** START OF RECORDED DATA **

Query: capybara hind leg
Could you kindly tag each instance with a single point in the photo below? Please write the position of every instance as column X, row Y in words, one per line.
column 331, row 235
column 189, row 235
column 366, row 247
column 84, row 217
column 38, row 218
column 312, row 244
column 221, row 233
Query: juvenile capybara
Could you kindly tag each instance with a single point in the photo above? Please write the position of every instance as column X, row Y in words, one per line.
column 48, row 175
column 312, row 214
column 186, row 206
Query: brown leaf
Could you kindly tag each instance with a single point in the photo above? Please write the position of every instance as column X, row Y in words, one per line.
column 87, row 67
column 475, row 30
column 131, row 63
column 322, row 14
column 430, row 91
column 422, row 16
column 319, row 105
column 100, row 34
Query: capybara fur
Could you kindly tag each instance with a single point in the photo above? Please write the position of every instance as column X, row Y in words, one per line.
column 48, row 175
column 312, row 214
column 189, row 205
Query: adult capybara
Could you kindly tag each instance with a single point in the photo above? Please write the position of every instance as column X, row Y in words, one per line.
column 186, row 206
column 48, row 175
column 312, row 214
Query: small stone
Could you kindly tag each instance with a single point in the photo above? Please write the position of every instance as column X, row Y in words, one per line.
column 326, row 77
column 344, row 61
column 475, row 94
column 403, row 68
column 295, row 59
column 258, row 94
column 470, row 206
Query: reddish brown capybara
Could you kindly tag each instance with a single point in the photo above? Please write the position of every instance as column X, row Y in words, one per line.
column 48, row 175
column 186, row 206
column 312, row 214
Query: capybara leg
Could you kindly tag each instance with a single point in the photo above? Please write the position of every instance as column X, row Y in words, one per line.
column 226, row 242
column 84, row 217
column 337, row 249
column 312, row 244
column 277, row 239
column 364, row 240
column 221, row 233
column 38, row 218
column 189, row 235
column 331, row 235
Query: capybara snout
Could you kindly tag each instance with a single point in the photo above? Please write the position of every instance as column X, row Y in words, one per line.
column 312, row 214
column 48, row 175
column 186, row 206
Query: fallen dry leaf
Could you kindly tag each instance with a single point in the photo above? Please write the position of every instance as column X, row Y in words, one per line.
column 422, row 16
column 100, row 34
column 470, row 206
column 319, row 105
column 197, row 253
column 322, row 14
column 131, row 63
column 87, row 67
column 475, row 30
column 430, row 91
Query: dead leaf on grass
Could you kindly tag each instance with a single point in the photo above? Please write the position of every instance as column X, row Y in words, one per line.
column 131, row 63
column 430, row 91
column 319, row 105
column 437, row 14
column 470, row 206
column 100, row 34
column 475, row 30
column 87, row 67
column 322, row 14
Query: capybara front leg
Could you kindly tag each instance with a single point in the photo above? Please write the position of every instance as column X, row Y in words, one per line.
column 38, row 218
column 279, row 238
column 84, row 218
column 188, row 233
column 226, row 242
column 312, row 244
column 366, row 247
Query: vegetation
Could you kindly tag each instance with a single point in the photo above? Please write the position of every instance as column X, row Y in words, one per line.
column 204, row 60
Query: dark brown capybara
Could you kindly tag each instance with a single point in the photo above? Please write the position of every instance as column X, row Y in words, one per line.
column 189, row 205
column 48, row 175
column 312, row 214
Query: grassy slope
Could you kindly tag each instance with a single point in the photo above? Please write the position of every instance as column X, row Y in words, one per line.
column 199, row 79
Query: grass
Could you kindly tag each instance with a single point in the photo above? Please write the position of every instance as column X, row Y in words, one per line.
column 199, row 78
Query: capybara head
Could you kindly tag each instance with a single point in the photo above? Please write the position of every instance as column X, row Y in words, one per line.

** END OF RECORDED DATA **

Set down the listing above in full, please, exactly as it appears.

# [OUTPUT FOR THIS EXERCISE]
Query: capybara hind leg
Could you kindly tag each instance with a single point in the photo below? Please write the position of every instance as column X, row Y in words, one per line.
column 331, row 235
column 189, row 235
column 366, row 247
column 84, row 217
column 38, row 218
column 312, row 244
column 221, row 233
Query: juvenile capybara
Could you kindly tag each instance with a single point in the photo above? Please write the position of every instance as column X, row Y in words, one per line.
column 48, row 175
column 312, row 214
column 186, row 206
Query: brown leaf
Could you kindly tag each instance with a single point in the photo above? Please write the position of every instance as column X, row Y in words, one per line.
column 87, row 67
column 475, row 30
column 131, row 63
column 322, row 14
column 430, row 91
column 422, row 16
column 319, row 105
column 100, row 34
Query: capybara fur
Could you kindly tag each instance with a single point in the photo above? Please write the position of every instance as column X, row Y in words, one per line.
column 48, row 175
column 312, row 214
column 189, row 205
Query: adult capybara
Could you kindly tag each instance with a single point in the photo above? Please write the position of every instance as column X, row Y in words, one per line.
column 186, row 206
column 48, row 175
column 312, row 214
Query: small stone
Could you kindly tag each instance with a single point in the photo above? Please write the position of every instance as column X, row Y in words, one per line.
column 326, row 77
column 344, row 61
column 475, row 94
column 403, row 68
column 295, row 59
column 258, row 94
column 470, row 206
Query: reddish brown capybara
Could you kindly tag each instance with a single point in the photo above? Please write the position of every instance as column X, row Y in words, one per line.
column 48, row 175
column 186, row 206
column 312, row 214
Query: capybara leg
Could you kindly tag each instance with a single point in the photo above? Please write the position of every instance as column X, row Y in words, one per line.
column 226, row 242
column 84, row 217
column 337, row 249
column 312, row 244
column 277, row 239
column 364, row 240
column 221, row 233
column 38, row 218
column 189, row 235
column 331, row 235
Query: capybara snout
Could you kindly tag each instance with a single point in the photo above? Please write the position of every instance as column X, row Y in words, one per line.
column 312, row 214
column 48, row 175
column 186, row 206
Query: fallen dry leaf
Could you kindly tag each instance with a single point in the photo above? Please write the position of every instance as column X, row Y in words, one per line.
column 422, row 16
column 100, row 34
column 470, row 206
column 319, row 105
column 197, row 253
column 322, row 14
column 131, row 63
column 87, row 67
column 475, row 30
column 430, row 91
Query: dead leaf on grass
Could you kindly tag each instance with a single point in the photo above? Please write the position of every instance as column X, row Y in words, one per line.
column 131, row 63
column 430, row 91
column 319, row 105
column 437, row 14
column 470, row 206
column 100, row 34
column 475, row 30
column 87, row 67
column 322, row 14
Query: capybara front leg
Could you kindly tag each instance with a single point in the photo above? Please write the position of every instance as column X, row Y in words, one per line.
column 38, row 218
column 279, row 238
column 84, row 218
column 188, row 233
column 226, row 242
column 312, row 244
column 366, row 247
Query: vegetation
Could you kindly tag each instance with a single point in the photo above? Please write the position of every instance as column X, row Y in words, one per line.
column 204, row 60
Query: dark brown capybara
Could you kindly tag each instance with a single point in the photo above? Please write the position of every instance as column X, row Y in words, one per line.
column 189, row 205
column 48, row 175
column 312, row 214
Query: grassy slope
Could you kindly tag each instance with a single point in the photo above? Please write the position of every instance as column X, row Y in words, one per line.
column 199, row 79
Query: grass
Could you kindly tag each instance with a single point in the photo above? Please write the position of every instance as column X, row Y in words, one per line.
column 199, row 78
Query: capybara head
Could you kindly tag each instance with a single point in the photo above? Please write the position of every instance as column X, row Y in words, one per line.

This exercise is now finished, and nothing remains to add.